[begin PASSAGE SHOWN]
2.  PW Bonding mechanism

As discussed in the previous section, at the egress PE the traffic from each PW component is buffered, and the protocol is responsible for ensuring that packets constituting the PW are reassembled in correct order. This is accomplished by mandating use of the PW control word, and sharing the same sequence number sequence for all PW components making up the PW. The sequence numbers are used by the egress PE to ensure properly ordering. The idea is depicted in Figure 3, for the simple case of edge-to-edge bonding. Here eight packets are divided amongst three PW components by the ingress PE, according to a bandwidth allocation algorithm to be described later. Due to different link latencies, the packets arrive at the egress out of order, but are easily reordered by the egress PE by observing the sequence number.

               +------+          +---------------+
               |  PE  |          |        PE     |
               |      | 1 2   7  |               |
               |      X==========X               |
               |      |          |               |
1 2 3 4 5 6 7 8|      |          |1 3 2 4 5 7 6 8|1 2 3 4 5 6 7 8
---------------o      |   3 4  8 |               o---------------
     PW        |      X==========X               |
               |      |          |               |
               |      |          |               |
               |      |     5 6  |               |
               |      X==========X               |
               |      |          |               |
               +------+          +---------------+

Figure 3. Use of sequence numbers to ensure correct packet ordering

In order to enable reordering, the egress PE must allocate sufficient buffer memory to sustain the largest expected differential delay. The differential delay is added to the latencies of all packets, making the effective latency equal to that of the slowest PW component.
[end PASSAGE SHOWN]
[begin SUPPLIED ENTRIES]
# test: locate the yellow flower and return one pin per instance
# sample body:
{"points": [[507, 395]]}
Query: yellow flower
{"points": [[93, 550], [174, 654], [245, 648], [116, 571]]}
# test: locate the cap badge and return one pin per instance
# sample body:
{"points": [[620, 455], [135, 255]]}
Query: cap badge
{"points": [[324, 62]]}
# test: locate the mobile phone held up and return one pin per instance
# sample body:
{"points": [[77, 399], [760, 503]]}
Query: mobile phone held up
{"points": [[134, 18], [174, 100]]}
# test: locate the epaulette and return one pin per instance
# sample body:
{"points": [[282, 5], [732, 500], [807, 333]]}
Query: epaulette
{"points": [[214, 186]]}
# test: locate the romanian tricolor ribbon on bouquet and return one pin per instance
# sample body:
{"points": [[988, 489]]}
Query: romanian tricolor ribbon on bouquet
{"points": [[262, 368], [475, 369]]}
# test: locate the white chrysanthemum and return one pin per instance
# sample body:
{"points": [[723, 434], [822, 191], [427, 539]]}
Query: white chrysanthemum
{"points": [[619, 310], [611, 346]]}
[end SUPPLIED ENTRIES]
→ WORK REQUIRED: Output the part of the PW bonding passage between "In order to" and "slowest PW component.", inclusive, reproducing it character for character.

→ FINAL RESULT:
In order to enable reordering, the egress PE must allocate sufficient buffer memory to sustain the largest expected differential delay. The differential delay is added to the latencies of all packets, making the effective latency equal to that of the slowest PW component.